Windows: The solution was straightforward. Windows allows the creation of a direct input device for system desktop audio, making it relatively simple to capture the output.
Linux: The approach was more intricate. I wrote target_os specific code in Rust to create two recording streams, which can be detected by PipeWire. By patching accordingly, I redirected the audio and sound nodes of the respective devices and monitors to these recording streams.
macOS: This was the most challenging platform. I ended up writing custom OS code using foreign function invocations to interact with CoreAudio APIs. By programmatically creating a multi-output device and adding the default output to it, I was able to capture the desktop audio.

The Virtual Rubber Duck Approach

As I navigated this complex terrain, I found myself needing a way to organize my thoughts and troubleshoot problems effectively. This is where the concept of rubber duck debugging came into play. Traditionally, this involves explaining your code line-by-line to an inanimate object (like a rubber duck) to find bugs or clarify logic.

Armed with Neovim and Copilot Chat (shoutout to the amazing CopilotChat.nvim plugin!), I embarked on a journey of collaborative problem-solving. Copilot Chat became my virtual rubber duck, allowing me to bounce ideas back and forth in a ping-pong conversation style.

The Triple Circular Buffer Solution

After much deliberation and experimentation, I landed on an elegant solution: a triple circular buffer structure. This approach allowed me to handle synchronization, resampling, and output simultaneously.

Understanding the Triple Circular Buffer

The key challenge was aligning audio streams that arrive with different amounts of data at different times. Since each incoming data packet might not be enough to resample effectively, I needed to accumulate enough samples to produce a consistent resampled data chunk. Additionally, after resampling, the outputted chunk is often smaller than the original, which can lead to audio distortions if not managed properly.

To address this, I used three separate buffers:

Input Buffer (ring_input): Accumulates microphone input data.
Output Buffer (ring_output): Accumulates desktop audio output data.
Resampler Buffer (ring_resampler): Holds data that needs to be resampled to match the target sample rate.

By aligning the buffers based on time rather than the number of samples, I ensured that when the buffers drain, they are synchronized, regardless of the sample sizes at that moment.

Here's a peek at the code that sets up these buffers:

pub fn with_input_resampler<T, U>(
    &mut self,
    input_device: cpal::Device,
    output_device: cpal::Device,
    target_rate: usize,
    origin_rate: usize,
) -> Result<(), anyhow::Error>
where
    U: CustomSample + 'static,
    T: CustomSample + 'static,
{
    // ... (setup code omitted for brevity)

* [Data excerpt]
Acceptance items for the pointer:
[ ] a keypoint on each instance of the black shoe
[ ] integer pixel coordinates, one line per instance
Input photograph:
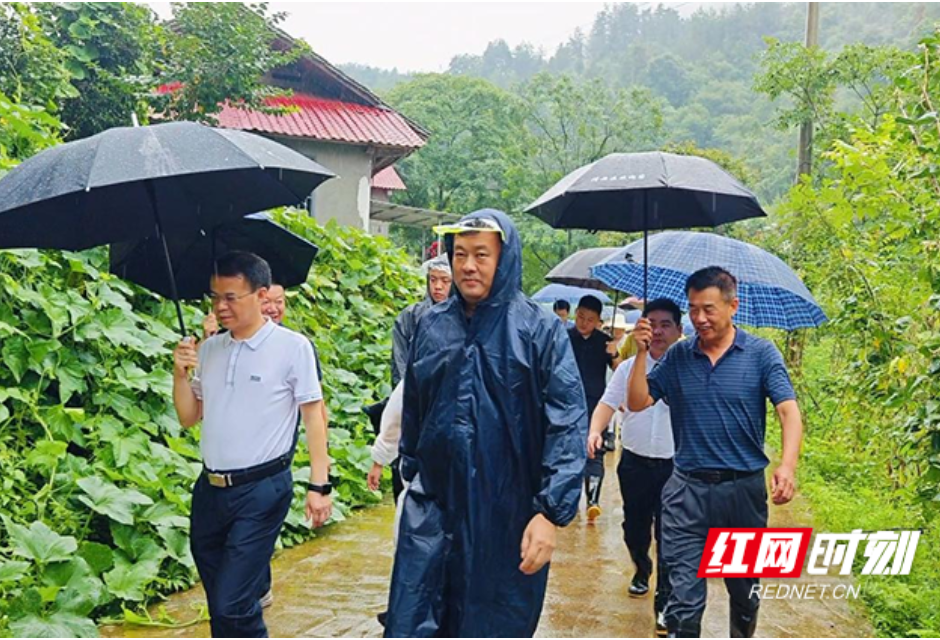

* [Your objective] In the passage on desktop audio capture, what does the author say the buffer named ring_output accumulates? The material has no connection to the passage on desktop audio capture.

* [Task output] Desktop audio output data.